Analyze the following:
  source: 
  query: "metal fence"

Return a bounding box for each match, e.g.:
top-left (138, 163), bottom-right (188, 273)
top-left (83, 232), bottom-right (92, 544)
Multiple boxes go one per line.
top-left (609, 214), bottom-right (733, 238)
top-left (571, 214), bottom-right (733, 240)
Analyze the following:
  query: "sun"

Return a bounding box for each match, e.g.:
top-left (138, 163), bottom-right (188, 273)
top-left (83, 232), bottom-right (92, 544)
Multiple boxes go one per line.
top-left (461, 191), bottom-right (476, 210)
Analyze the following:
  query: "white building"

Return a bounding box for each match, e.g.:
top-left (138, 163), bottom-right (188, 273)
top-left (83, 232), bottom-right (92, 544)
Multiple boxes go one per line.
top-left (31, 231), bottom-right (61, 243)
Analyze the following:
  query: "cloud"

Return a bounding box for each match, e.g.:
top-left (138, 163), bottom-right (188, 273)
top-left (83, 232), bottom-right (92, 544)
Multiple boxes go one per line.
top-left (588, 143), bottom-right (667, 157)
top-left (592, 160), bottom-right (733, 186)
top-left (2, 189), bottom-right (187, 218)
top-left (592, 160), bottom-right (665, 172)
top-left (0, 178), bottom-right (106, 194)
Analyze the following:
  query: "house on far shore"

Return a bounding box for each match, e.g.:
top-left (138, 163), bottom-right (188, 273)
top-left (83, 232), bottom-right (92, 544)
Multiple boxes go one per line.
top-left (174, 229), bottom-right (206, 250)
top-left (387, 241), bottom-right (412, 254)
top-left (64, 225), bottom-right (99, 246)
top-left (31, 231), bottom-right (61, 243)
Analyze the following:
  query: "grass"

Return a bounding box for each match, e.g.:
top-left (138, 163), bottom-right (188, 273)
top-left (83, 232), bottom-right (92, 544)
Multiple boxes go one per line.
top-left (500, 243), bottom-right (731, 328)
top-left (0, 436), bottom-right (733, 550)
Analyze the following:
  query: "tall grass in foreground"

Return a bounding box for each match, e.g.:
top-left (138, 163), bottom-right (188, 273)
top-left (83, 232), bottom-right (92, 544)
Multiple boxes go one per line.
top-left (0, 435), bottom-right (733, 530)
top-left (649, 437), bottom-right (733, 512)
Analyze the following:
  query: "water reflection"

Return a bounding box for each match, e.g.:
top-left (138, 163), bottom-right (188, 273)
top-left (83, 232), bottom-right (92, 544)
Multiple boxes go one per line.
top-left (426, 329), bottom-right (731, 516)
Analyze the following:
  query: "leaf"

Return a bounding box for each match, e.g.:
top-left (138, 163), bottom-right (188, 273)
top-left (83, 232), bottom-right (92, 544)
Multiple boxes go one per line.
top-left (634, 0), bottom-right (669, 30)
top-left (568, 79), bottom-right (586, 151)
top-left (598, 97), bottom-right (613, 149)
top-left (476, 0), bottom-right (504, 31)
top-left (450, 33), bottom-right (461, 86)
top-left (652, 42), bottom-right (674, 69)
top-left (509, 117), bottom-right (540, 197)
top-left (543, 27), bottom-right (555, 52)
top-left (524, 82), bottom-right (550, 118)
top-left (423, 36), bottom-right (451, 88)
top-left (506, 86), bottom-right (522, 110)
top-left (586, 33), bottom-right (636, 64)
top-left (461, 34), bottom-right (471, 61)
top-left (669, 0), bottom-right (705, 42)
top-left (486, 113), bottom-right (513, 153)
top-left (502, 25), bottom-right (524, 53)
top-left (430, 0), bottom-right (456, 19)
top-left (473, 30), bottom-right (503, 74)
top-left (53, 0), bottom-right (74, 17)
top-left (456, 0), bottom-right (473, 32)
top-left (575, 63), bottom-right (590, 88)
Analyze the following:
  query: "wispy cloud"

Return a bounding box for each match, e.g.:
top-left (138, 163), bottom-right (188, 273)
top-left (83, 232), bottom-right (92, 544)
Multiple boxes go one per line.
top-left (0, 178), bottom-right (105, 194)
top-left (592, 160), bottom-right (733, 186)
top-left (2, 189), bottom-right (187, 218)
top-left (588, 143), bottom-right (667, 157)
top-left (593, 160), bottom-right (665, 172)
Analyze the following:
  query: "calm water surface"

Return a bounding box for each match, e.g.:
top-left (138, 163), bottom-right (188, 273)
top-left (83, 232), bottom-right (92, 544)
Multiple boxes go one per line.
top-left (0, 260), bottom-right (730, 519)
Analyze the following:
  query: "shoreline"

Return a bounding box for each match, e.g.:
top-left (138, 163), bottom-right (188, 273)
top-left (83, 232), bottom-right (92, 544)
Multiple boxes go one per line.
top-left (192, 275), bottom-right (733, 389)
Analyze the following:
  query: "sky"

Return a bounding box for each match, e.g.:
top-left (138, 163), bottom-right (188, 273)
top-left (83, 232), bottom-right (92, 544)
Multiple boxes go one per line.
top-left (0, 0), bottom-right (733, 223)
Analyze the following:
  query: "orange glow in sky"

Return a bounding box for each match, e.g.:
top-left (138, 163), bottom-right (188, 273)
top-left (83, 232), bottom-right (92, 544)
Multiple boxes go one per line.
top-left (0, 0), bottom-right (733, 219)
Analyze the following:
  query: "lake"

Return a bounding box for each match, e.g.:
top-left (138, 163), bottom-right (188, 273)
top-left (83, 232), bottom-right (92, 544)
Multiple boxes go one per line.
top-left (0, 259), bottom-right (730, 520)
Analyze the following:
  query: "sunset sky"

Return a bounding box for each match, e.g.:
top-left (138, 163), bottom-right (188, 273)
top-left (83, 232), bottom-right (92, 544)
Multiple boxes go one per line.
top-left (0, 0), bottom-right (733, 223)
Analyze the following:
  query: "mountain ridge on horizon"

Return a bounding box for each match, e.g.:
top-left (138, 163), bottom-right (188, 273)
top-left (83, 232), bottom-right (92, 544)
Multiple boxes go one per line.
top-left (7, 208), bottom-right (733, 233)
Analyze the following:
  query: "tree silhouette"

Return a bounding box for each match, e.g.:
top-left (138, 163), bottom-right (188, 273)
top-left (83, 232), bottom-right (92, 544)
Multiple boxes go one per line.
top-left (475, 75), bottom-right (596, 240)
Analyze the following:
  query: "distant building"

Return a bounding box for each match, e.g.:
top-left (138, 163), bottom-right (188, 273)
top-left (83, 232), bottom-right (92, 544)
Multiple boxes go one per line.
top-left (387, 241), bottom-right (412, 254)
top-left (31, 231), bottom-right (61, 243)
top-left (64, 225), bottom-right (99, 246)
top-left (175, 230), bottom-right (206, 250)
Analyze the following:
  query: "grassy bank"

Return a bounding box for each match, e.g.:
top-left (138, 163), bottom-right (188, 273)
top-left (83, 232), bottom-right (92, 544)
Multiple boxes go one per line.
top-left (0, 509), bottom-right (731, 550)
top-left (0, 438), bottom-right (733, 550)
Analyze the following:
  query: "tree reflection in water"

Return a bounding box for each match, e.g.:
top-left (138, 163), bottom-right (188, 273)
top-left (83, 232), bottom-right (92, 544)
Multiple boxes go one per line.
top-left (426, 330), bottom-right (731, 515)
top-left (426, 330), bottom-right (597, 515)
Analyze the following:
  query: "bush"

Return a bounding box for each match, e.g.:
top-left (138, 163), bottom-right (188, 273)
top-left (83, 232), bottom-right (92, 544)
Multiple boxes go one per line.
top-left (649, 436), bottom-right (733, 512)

• Short exercise:
Pull out each line in the rows above that contains the word "reflection". Match its capitalization, since case counts.

• Answer below:
  query: "water reflection"
  query: "tree reflection in water"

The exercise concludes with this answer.